* start *
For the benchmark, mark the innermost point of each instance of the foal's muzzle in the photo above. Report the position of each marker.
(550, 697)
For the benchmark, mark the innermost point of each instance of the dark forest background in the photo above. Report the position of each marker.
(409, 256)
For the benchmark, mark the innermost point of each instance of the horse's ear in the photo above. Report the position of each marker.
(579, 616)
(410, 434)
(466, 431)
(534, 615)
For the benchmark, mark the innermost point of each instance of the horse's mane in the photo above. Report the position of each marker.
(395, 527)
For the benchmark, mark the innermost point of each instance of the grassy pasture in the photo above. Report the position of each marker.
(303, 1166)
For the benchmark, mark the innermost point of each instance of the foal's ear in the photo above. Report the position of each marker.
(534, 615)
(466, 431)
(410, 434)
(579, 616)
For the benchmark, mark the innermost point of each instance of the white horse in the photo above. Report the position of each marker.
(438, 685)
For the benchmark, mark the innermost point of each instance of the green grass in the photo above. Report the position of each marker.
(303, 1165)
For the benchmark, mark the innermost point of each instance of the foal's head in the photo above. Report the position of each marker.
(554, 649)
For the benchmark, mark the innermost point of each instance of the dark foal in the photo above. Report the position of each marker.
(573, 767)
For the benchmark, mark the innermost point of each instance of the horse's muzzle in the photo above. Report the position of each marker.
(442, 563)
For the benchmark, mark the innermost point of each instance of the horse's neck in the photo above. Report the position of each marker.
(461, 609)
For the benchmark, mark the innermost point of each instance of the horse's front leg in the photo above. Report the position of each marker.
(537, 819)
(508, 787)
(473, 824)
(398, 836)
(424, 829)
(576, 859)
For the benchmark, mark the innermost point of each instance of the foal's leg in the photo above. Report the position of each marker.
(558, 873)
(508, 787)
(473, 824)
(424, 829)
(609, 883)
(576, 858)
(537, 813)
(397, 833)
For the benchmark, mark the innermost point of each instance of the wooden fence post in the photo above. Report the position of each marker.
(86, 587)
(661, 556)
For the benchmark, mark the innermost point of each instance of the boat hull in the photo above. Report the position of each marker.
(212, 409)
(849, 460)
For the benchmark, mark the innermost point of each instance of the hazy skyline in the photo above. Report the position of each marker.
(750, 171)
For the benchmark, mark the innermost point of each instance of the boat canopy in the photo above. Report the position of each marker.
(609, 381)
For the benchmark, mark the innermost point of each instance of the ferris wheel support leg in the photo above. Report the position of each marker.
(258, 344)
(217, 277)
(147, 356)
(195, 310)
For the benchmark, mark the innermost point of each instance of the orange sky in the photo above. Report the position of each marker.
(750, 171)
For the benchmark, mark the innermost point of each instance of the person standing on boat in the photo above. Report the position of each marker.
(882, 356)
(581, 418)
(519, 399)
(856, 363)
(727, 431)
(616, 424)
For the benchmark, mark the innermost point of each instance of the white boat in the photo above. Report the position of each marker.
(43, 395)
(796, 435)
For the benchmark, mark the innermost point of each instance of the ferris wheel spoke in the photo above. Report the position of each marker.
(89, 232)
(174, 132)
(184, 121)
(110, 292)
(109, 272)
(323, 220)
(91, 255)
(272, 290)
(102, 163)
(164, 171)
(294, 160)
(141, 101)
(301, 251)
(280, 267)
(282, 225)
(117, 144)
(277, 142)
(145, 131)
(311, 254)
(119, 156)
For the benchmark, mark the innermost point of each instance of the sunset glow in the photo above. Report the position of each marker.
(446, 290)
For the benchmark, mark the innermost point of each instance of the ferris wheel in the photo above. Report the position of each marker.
* end *
◆ **EXERCISE REQUIREMENTS**
Please restate the records from the line with "ferris wheel support" up to and including the final line of the records, keeping the request lines as they are and rescaling every coordinate in the answers by 2.5, rounded to whole numbers with halves going up. Give only those lines.

◆ **RESULT OF THIS TASK**
For the benchmark, mark the innermost point of each instance of the ferris wheel support leg in the photo above. Report the position of each marker.
(645, 860)
(543, 693)
(368, 890)
(488, 775)
For the benchmark, mark the innermost point of each instance of the orange sky in the photo above. Report the position of each marker.
(1875, 428)
For the benchmark, mark the innermost point of each instance of the person standing on boat in the photo above. Report the position of each marker.
(2205, 890)
(1453, 1045)
(1298, 998)
(2140, 908)
(1818, 1078)
(1540, 1060)
For the benchmark, mark the innermost point of each instance of the white boat in the photo above. Report the position of each marker.
(108, 988)
(1990, 1088)
For the benchmark, mark the innermost point of each instance of the ferris wheel spoke in the photo above. Report the position of each marker.
(223, 580)
(435, 330)
(460, 303)
(275, 730)
(273, 680)
(808, 550)
(228, 638)
(680, 725)
(255, 408)
(410, 428)
(735, 400)
(353, 253)
(753, 628)
(700, 668)
(705, 563)
(293, 360)
(693, 355)
(363, 328)
(778, 635)
(298, 390)
For the benchmark, mark the innermost point of each instance of the sunset glow in the photo above. Report the position of each marker.
(1115, 725)
For the benchmark, mark the innermost point of each instance of the ferris wheel in the photo above. Report the position of each marker.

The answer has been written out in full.